[Action item] Since the copy must hold text only, transcribe the data below exactly and omit the images.

[Point localization data]
|---|

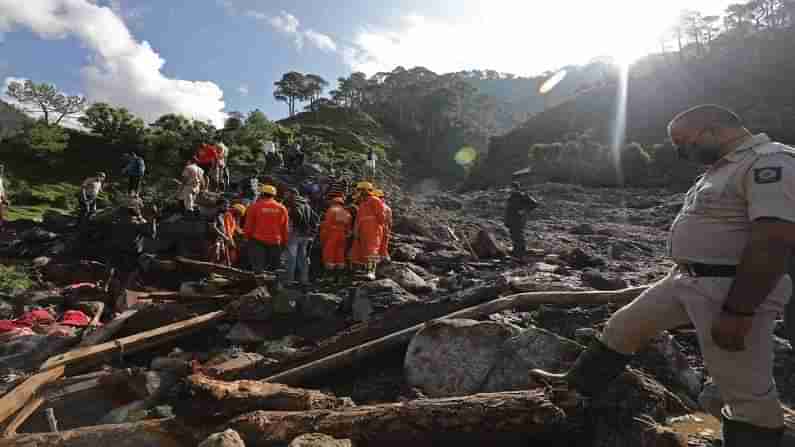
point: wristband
(726, 309)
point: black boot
(594, 369)
(743, 434)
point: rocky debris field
(438, 348)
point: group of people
(353, 232)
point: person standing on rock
(517, 208)
(368, 230)
(134, 170)
(731, 242)
(192, 184)
(303, 224)
(87, 199)
(267, 229)
(334, 232)
(384, 250)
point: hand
(729, 331)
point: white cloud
(122, 71)
(524, 38)
(321, 41)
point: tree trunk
(528, 414)
(219, 400)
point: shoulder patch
(767, 175)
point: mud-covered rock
(405, 277)
(376, 296)
(533, 348)
(455, 357)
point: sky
(206, 58)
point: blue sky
(208, 57)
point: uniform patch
(767, 175)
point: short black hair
(707, 116)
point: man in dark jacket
(517, 208)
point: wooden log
(21, 395)
(209, 268)
(520, 301)
(493, 416)
(158, 432)
(85, 357)
(207, 398)
(22, 416)
(105, 333)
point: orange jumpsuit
(384, 251)
(333, 235)
(369, 231)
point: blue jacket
(136, 167)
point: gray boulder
(533, 348)
(321, 306)
(227, 438)
(377, 296)
(405, 277)
(454, 357)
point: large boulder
(533, 348)
(486, 245)
(227, 438)
(455, 357)
(319, 440)
(377, 296)
(405, 277)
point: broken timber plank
(22, 416)
(520, 301)
(19, 396)
(483, 417)
(90, 355)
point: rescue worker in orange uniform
(267, 228)
(368, 230)
(334, 231)
(384, 251)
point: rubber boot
(743, 434)
(594, 369)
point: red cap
(38, 316)
(75, 318)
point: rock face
(319, 440)
(533, 348)
(486, 246)
(455, 357)
(228, 438)
(321, 306)
(256, 305)
(377, 296)
(405, 277)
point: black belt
(696, 269)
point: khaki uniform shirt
(755, 180)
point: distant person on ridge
(134, 170)
(192, 184)
(87, 199)
(517, 208)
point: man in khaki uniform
(731, 242)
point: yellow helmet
(240, 208)
(268, 189)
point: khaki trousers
(745, 379)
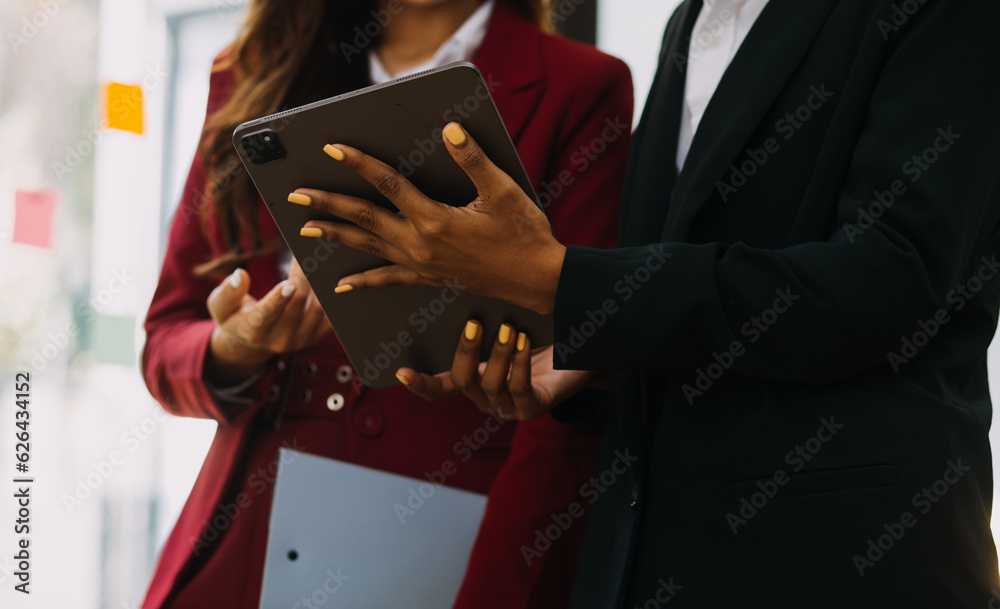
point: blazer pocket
(807, 483)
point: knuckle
(432, 227)
(387, 183)
(476, 158)
(491, 388)
(423, 255)
(366, 219)
(372, 246)
(460, 381)
(519, 391)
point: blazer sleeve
(848, 298)
(513, 564)
(178, 325)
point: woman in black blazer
(803, 403)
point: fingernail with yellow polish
(471, 330)
(334, 152)
(454, 134)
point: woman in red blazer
(568, 109)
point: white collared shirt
(720, 30)
(461, 46)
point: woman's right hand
(249, 332)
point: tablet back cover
(399, 123)
(342, 535)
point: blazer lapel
(510, 61)
(765, 62)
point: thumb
(227, 297)
(488, 178)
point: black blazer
(803, 407)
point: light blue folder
(348, 536)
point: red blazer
(568, 108)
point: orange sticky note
(33, 212)
(124, 107)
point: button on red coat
(369, 421)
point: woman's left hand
(516, 382)
(499, 245)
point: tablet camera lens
(263, 147)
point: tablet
(399, 123)
(352, 537)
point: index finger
(487, 177)
(386, 180)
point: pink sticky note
(33, 213)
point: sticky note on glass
(33, 213)
(124, 106)
(114, 340)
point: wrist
(230, 359)
(544, 282)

|---|

[Your response]
point: wristband
(726, 309)
point: black boot
(594, 369)
(743, 434)
point: rocky debris field
(438, 348)
point: group of people
(353, 232)
point: person standing on rock
(517, 208)
(368, 230)
(134, 170)
(731, 242)
(192, 184)
(303, 224)
(87, 199)
(267, 229)
(334, 232)
(384, 250)
point: hand
(729, 331)
point: white cloud
(122, 71)
(524, 38)
(321, 41)
point: tree trunk
(528, 414)
(219, 400)
point: shoulder patch
(767, 175)
point: mud-covered rock
(405, 277)
(376, 296)
(533, 348)
(455, 357)
point: sky
(206, 58)
point: blue sky
(208, 57)
point: uniform patch
(767, 175)
point: short black hair
(707, 116)
point: man in dark jacket
(517, 208)
point: wooden log
(21, 395)
(209, 268)
(520, 301)
(493, 416)
(158, 432)
(85, 357)
(207, 398)
(22, 416)
(105, 333)
point: orange jumpsuit
(384, 251)
(333, 235)
(369, 231)
point: blue jacket
(136, 167)
point: gray boulder
(533, 348)
(321, 306)
(227, 438)
(377, 296)
(405, 277)
(454, 357)
point: large boulder
(533, 348)
(486, 245)
(227, 438)
(455, 357)
(319, 440)
(377, 296)
(405, 277)
point: broken timber plank
(22, 416)
(520, 301)
(19, 396)
(483, 417)
(90, 355)
point: rescue worker in orange uniform
(267, 228)
(368, 230)
(334, 231)
(384, 251)
point: rubber boot
(743, 434)
(594, 369)
point: red cap
(38, 316)
(75, 318)
point: rock face
(319, 440)
(533, 348)
(486, 246)
(455, 357)
(228, 438)
(321, 306)
(256, 305)
(377, 296)
(405, 277)
point: black belt
(696, 269)
point: khaki uniform shirt
(755, 180)
point: distant person on ridge
(134, 170)
(192, 184)
(87, 199)
(517, 208)
point: man in khaki uniform
(731, 242)
point: yellow helmet
(240, 208)
(268, 189)
point: khaki trousers
(745, 379)
point: blazer pocket
(807, 483)
point: knuckle
(432, 227)
(387, 183)
(476, 158)
(491, 388)
(423, 255)
(366, 219)
(372, 246)
(460, 381)
(519, 391)
point: blazer sleeve
(848, 298)
(513, 564)
(178, 325)
point: woman in black blazer
(803, 403)
point: fingernail with yellow polish
(471, 330)
(334, 152)
(454, 134)
point: woman in red blazer
(568, 109)
point: white collared shirt
(720, 30)
(461, 46)
point: woman's right hand
(249, 332)
point: tablet back cover
(399, 123)
(342, 535)
point: blazer lapel
(510, 61)
(765, 62)
point: thumb
(227, 297)
(488, 178)
point: black blazer
(803, 407)
point: light blue folder
(348, 536)
point: red blazer
(568, 108)
point: orange sticky note
(33, 212)
(124, 107)
point: button on red coat
(369, 421)
point: woman's left hand
(516, 382)
(499, 245)
point: tablet camera lens
(263, 147)
point: tablet
(399, 123)
(352, 537)
point: index finger
(487, 177)
(386, 180)
point: pink sticky note
(33, 213)
point: sticky note on glass
(33, 213)
(124, 106)
(114, 340)
point: wrist
(230, 359)
(544, 282)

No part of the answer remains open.